--- Start of THE DATA ---

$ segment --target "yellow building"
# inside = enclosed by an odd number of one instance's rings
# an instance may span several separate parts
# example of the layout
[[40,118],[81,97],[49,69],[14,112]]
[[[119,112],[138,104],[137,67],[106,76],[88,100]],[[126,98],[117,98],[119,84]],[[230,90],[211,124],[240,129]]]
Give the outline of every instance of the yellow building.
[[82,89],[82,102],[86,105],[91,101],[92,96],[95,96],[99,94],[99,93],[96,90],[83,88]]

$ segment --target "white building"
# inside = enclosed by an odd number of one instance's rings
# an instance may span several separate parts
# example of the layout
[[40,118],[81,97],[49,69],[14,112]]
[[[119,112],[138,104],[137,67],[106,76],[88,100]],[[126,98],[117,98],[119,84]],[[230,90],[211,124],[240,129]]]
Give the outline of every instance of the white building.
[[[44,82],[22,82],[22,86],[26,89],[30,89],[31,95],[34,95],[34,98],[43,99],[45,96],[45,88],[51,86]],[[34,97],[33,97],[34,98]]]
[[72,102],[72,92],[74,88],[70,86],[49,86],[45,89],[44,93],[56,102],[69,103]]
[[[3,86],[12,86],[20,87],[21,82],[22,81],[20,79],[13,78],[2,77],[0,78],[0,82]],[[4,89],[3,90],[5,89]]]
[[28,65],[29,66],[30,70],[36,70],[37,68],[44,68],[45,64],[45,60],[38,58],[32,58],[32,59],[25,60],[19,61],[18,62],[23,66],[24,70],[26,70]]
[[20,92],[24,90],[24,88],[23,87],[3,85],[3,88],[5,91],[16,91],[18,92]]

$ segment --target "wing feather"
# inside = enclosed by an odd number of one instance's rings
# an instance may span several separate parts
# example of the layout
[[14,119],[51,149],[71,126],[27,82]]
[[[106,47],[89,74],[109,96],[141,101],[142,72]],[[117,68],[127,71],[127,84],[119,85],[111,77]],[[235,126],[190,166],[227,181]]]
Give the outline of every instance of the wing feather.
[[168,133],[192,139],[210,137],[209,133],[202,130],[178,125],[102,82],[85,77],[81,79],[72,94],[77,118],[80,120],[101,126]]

--- End of THE DATA ---

Transcribe the entire listing above precisely.

*FINAL RESULT*.
$ segment --target "yellow building"
# inside = enclosed by an odd number of one instance's rings
# an instance may span several separate parts
# example of the layout
[[40,118],[81,97],[49,69],[14,112]]
[[[119,112],[138,104],[137,67],[106,76],[88,100]],[[126,98],[117,98],[119,84]],[[230,90],[211,124],[240,129]]]
Give the outline of every instance of the yellow building.
[[82,89],[82,102],[86,105],[91,101],[92,96],[95,96],[99,94],[99,93],[96,90],[83,88]]

$ segment --target "white building"
# inside = enclosed by an odd number of one instance's rings
# an instance may span several separate parts
# example of the layout
[[40,118],[81,97],[49,69],[14,112]]
[[[119,112],[138,104],[137,67],[106,76],[88,100]],[[126,98],[117,98],[119,84]],[[230,90],[211,124],[240,129]]]
Give the outline of every instance of the white building.
[[[44,82],[22,82],[22,86],[26,89],[30,89],[31,95],[34,95],[34,98],[43,99],[45,96],[45,88],[51,86]],[[34,97],[33,97],[34,98]]]
[[72,102],[72,92],[74,88],[70,86],[49,86],[45,89],[44,93],[56,102],[69,103]]
[[[3,86],[12,86],[20,87],[21,82],[22,81],[20,79],[13,78],[2,77],[0,78],[0,82]],[[4,89],[3,90],[5,89]]]
[[28,65],[29,66],[30,70],[36,70],[37,68],[44,68],[45,64],[45,60],[38,58],[32,58],[32,59],[25,60],[19,61],[18,62],[23,66],[24,70],[26,70]]
[[20,92],[24,90],[24,88],[23,87],[3,85],[3,88],[5,91],[16,91],[18,92]]

$ segment --target "wing feather"
# inside = enclosed by an odd number of one instance's rings
# an instance may span several separate parts
# example of the layout
[[14,119],[51,149],[71,126],[27,82]]
[[[106,47],[89,74],[109,96],[141,101],[142,72]],[[117,68],[127,71],[127,84],[119,85],[111,77]],[[235,126],[190,166],[227,181]]]
Give the outline of every instance of the wing feather.
[[168,133],[192,139],[210,137],[209,133],[202,130],[178,125],[102,82],[85,77],[81,79],[72,94],[77,118],[80,120],[101,126]]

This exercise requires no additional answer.